> _TASK STATEMENT_: Please repeat the part of the records that opens with the line containing "108L337 102H306L291 114L329" and closes with the line containing "positive clicks: (297, 115) (322, 116)", swapping "rough mask" for "coarse mask" and leaving everything else unchanged.

> _DATA TO PROCESS_:
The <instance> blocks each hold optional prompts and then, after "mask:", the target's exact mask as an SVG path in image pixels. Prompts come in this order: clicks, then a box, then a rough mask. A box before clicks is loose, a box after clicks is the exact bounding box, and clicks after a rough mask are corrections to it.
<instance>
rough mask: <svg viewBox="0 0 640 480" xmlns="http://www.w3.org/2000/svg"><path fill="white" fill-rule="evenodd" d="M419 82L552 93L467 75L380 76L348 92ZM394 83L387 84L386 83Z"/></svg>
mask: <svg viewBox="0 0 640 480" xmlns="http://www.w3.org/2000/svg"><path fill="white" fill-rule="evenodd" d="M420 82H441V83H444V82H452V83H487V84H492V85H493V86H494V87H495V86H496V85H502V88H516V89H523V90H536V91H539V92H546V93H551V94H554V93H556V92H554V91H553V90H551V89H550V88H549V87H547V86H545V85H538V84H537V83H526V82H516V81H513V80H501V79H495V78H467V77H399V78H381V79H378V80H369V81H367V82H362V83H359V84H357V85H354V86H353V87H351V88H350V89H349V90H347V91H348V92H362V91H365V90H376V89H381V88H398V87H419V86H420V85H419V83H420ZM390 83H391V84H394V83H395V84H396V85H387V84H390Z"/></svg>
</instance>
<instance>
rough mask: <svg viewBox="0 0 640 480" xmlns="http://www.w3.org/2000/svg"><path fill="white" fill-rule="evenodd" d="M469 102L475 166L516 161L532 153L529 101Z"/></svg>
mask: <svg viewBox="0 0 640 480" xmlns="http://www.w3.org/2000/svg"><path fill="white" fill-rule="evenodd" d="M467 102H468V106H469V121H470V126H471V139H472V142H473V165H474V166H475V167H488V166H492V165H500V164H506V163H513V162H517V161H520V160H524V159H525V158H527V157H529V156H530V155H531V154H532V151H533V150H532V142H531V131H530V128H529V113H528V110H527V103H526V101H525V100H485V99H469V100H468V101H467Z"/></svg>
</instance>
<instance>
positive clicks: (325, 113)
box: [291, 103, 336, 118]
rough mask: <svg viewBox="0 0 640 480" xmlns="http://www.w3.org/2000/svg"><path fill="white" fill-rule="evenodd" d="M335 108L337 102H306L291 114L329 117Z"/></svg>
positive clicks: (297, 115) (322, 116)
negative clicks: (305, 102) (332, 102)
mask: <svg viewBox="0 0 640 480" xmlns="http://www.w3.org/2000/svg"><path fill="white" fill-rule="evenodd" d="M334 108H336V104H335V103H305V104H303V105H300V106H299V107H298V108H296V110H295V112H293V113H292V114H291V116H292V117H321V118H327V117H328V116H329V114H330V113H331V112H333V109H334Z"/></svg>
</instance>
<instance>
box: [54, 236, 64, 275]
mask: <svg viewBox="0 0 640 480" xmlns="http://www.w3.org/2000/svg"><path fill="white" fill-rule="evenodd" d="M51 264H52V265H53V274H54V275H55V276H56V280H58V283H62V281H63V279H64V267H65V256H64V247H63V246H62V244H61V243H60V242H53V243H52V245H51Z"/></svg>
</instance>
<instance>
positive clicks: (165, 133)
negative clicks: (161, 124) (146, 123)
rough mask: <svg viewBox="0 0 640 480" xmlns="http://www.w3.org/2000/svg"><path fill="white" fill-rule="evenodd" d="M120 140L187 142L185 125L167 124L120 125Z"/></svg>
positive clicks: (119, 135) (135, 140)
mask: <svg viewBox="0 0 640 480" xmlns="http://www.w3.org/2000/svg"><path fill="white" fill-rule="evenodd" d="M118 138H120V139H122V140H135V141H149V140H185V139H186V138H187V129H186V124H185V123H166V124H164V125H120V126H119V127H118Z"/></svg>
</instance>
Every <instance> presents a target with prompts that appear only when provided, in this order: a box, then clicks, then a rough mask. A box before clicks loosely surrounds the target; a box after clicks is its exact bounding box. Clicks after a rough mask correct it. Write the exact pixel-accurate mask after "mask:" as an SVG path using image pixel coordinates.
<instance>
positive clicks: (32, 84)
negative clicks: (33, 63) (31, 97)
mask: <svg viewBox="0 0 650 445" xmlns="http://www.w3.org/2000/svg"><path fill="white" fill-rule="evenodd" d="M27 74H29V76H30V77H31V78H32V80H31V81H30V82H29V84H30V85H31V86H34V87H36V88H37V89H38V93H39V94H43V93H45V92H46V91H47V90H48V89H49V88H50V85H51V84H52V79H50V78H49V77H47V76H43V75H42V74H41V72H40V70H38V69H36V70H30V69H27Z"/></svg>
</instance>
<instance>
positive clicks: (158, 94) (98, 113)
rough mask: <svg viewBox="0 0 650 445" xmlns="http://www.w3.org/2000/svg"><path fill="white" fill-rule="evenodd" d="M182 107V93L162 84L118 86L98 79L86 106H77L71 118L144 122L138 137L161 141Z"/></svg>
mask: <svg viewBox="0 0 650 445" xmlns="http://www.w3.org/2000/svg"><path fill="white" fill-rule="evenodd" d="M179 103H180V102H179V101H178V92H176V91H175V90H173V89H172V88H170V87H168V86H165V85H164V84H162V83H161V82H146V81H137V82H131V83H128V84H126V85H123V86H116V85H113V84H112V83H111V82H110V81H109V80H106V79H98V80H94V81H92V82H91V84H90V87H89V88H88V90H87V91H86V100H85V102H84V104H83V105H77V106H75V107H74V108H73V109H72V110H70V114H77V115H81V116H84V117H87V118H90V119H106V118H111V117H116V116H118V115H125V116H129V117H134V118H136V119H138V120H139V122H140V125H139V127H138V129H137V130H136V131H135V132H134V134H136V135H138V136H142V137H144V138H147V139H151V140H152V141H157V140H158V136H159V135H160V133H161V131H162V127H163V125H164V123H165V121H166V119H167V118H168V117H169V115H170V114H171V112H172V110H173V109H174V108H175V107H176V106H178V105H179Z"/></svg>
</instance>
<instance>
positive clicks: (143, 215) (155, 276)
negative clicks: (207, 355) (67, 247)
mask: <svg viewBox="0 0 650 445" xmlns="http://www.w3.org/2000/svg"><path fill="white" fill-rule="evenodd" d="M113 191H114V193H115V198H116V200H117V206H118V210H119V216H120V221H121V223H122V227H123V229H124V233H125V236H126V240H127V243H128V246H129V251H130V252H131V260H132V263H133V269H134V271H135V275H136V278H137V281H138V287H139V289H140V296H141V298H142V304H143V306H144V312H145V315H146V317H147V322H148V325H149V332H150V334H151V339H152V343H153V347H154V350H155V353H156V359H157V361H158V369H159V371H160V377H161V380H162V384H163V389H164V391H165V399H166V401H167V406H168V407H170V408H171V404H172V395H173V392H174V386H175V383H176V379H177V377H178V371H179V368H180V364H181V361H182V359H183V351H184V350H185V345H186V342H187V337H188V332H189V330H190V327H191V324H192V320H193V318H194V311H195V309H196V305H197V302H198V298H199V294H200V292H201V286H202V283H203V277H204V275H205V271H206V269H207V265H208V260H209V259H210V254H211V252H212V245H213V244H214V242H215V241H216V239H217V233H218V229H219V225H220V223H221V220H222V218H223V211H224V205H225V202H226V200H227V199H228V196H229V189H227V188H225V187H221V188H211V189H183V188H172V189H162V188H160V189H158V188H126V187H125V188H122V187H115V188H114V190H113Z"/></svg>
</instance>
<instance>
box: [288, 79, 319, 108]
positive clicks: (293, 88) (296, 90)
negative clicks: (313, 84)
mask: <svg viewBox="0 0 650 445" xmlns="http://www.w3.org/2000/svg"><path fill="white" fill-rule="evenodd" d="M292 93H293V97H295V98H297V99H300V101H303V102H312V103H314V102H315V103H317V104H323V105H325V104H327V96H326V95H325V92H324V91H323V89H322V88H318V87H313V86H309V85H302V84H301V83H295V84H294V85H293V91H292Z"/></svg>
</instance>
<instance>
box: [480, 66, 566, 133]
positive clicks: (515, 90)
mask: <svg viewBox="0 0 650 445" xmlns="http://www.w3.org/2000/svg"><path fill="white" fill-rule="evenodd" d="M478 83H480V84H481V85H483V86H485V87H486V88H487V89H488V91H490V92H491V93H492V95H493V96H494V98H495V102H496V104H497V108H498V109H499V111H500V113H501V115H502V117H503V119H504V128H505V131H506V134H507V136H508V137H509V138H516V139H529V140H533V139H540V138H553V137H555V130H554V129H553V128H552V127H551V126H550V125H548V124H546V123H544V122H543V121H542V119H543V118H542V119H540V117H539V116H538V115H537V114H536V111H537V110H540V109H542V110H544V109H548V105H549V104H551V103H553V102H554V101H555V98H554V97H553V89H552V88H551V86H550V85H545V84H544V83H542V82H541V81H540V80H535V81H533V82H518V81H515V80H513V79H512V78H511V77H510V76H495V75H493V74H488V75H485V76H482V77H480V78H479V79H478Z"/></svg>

> _EXPECTED ANSWER_:
coarse mask: <svg viewBox="0 0 640 480" xmlns="http://www.w3.org/2000/svg"><path fill="white" fill-rule="evenodd" d="M335 108L337 102H306L291 114L329 117Z"/></svg>
positive clicks: (297, 115) (322, 116)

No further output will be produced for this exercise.